» **STATED GOAL**
Start with the line containing "For every instance of the kneeling" and write out each line through the end of the listing, exactly as given.

(Location labeling records)

==================================================

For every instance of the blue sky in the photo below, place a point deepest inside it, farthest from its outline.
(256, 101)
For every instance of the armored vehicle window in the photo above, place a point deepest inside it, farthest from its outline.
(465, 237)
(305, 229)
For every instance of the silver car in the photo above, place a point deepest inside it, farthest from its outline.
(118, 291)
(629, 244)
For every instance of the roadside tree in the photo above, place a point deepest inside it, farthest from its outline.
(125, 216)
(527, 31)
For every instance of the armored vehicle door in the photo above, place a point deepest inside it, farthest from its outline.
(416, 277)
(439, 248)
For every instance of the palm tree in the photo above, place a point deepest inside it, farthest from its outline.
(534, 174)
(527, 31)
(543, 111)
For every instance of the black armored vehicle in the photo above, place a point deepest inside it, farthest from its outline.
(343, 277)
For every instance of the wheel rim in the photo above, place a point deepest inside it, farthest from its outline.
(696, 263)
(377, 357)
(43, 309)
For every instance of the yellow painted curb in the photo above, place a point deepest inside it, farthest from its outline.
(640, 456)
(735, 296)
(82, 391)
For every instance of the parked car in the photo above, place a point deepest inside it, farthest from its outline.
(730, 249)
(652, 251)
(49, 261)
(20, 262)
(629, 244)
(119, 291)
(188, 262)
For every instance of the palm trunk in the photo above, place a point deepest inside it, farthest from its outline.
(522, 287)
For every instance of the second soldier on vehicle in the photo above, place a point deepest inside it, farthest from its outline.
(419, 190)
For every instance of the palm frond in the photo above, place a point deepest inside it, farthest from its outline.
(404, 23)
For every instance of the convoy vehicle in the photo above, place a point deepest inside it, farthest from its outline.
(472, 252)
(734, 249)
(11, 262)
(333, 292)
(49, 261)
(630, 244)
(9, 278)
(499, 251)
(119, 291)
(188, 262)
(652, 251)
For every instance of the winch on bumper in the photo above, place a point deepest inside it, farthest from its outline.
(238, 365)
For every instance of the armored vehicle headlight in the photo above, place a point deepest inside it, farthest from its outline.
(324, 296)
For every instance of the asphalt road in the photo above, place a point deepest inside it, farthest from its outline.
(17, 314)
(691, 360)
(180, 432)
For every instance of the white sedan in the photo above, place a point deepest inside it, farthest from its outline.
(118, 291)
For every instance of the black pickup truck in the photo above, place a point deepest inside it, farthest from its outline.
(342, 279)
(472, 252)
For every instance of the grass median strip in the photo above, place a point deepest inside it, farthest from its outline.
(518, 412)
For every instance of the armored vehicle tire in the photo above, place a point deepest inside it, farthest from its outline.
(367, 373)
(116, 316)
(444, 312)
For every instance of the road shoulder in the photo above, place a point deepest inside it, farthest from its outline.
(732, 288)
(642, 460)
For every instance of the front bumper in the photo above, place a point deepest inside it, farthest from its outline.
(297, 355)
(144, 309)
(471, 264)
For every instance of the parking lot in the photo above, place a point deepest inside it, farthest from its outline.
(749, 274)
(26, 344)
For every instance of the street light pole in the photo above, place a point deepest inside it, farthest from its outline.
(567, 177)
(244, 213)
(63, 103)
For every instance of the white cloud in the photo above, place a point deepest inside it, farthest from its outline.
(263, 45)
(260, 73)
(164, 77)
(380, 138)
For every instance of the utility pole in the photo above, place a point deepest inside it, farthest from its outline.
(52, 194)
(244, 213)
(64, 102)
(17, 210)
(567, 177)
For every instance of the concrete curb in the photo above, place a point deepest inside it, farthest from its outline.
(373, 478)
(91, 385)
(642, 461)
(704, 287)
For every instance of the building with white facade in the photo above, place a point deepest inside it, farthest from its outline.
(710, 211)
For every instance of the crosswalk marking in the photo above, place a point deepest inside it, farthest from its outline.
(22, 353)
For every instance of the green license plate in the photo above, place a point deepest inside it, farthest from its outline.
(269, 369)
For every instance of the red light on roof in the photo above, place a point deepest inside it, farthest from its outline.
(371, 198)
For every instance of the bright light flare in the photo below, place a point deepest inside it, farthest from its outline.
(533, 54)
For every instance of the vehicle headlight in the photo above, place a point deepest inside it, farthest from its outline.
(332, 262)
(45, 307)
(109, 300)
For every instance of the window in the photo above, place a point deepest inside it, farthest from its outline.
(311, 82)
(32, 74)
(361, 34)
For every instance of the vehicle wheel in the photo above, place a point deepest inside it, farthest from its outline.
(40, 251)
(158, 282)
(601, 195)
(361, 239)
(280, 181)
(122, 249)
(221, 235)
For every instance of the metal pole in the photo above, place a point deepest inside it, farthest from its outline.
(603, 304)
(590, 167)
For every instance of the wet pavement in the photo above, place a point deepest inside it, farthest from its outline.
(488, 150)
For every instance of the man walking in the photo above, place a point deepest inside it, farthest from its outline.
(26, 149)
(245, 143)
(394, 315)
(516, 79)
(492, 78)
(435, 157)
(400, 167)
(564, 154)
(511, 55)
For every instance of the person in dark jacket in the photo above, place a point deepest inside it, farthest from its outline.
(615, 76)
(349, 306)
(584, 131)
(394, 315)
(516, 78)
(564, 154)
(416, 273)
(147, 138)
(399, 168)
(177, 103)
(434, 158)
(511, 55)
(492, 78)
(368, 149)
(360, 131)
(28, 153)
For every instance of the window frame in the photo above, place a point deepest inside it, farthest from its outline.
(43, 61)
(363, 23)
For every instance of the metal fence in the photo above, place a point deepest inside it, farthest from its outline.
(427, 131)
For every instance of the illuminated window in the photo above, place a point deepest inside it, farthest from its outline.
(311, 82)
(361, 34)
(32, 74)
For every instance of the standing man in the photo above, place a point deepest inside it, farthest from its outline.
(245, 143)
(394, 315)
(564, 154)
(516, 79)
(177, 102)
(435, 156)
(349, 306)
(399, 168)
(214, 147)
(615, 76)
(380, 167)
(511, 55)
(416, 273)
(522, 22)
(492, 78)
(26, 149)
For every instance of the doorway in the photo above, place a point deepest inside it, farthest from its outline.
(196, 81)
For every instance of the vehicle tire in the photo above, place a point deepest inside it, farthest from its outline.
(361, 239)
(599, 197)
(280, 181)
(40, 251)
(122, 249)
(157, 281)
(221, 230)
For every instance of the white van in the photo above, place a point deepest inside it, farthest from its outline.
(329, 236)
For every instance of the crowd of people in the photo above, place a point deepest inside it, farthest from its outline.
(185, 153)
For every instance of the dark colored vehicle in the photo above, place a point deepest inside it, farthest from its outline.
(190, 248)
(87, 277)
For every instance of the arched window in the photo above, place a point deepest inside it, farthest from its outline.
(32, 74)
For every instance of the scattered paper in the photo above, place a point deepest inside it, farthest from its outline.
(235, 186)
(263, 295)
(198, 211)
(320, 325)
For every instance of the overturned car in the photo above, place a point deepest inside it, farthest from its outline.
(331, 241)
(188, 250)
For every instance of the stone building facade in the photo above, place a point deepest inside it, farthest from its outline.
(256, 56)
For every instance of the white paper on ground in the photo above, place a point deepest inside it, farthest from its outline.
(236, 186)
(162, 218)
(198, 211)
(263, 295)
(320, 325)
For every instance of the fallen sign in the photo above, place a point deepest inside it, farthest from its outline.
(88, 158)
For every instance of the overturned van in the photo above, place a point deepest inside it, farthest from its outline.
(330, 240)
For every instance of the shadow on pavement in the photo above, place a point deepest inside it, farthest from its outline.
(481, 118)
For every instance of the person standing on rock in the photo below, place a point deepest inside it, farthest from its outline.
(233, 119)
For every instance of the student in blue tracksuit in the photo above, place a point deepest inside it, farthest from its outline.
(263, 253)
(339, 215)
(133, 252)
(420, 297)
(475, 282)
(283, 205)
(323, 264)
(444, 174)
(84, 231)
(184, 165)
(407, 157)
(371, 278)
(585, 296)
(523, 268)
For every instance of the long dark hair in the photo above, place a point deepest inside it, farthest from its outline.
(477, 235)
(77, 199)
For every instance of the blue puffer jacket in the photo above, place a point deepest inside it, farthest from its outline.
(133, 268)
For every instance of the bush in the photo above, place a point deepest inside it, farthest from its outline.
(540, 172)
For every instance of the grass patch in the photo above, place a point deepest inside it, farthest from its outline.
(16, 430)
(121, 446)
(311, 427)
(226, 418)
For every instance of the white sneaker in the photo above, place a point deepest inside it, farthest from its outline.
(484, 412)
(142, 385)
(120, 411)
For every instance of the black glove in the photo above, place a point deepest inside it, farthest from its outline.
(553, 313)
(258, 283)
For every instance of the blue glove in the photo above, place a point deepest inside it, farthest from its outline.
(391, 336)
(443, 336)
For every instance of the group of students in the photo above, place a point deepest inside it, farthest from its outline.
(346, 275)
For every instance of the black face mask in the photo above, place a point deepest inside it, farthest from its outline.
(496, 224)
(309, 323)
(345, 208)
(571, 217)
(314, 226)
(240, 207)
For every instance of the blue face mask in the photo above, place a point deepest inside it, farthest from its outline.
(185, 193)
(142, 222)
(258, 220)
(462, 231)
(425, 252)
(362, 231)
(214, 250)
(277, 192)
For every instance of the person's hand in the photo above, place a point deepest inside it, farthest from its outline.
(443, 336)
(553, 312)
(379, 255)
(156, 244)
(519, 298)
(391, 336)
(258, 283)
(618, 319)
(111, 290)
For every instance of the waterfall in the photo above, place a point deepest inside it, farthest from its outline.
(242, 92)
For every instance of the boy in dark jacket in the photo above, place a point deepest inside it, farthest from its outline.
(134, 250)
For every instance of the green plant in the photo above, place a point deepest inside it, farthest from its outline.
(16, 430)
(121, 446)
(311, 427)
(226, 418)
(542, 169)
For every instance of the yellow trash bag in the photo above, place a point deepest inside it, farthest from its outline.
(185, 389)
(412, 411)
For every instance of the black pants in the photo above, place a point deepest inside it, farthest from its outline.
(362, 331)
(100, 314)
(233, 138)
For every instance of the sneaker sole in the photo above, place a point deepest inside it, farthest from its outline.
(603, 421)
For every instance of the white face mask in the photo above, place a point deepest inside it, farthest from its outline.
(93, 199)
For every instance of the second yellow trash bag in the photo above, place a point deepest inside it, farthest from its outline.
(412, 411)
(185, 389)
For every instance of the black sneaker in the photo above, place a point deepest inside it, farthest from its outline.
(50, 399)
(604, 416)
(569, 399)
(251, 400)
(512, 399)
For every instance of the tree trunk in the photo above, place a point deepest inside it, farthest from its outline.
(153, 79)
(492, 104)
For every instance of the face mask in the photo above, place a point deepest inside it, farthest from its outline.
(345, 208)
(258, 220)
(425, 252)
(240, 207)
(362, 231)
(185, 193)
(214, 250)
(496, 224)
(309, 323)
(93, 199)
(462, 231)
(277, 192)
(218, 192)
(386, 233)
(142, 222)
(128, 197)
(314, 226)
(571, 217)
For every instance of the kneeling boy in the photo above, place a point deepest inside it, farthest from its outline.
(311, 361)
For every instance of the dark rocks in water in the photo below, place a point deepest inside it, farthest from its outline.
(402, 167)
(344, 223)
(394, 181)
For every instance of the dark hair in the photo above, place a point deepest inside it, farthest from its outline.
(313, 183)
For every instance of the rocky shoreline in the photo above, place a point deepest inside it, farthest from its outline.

==================================================

» **WRITTEN REPLY**
For every instance of the kneeling boy in the photo above, place a point deepest inside it, farthest from its outline.
(311, 361)
For every instance of the dark rocks in water in the photo below, place a point deepest inside it, farthest from its outline.
(402, 167)
(344, 223)
(394, 181)
For every instance of the dark hair in the photo above, place a point deepest inside it, farthest from its outline.
(313, 183)
For every instance of the rocky shoreline in the photo above, place a point deepest inside it, farthest from its outline.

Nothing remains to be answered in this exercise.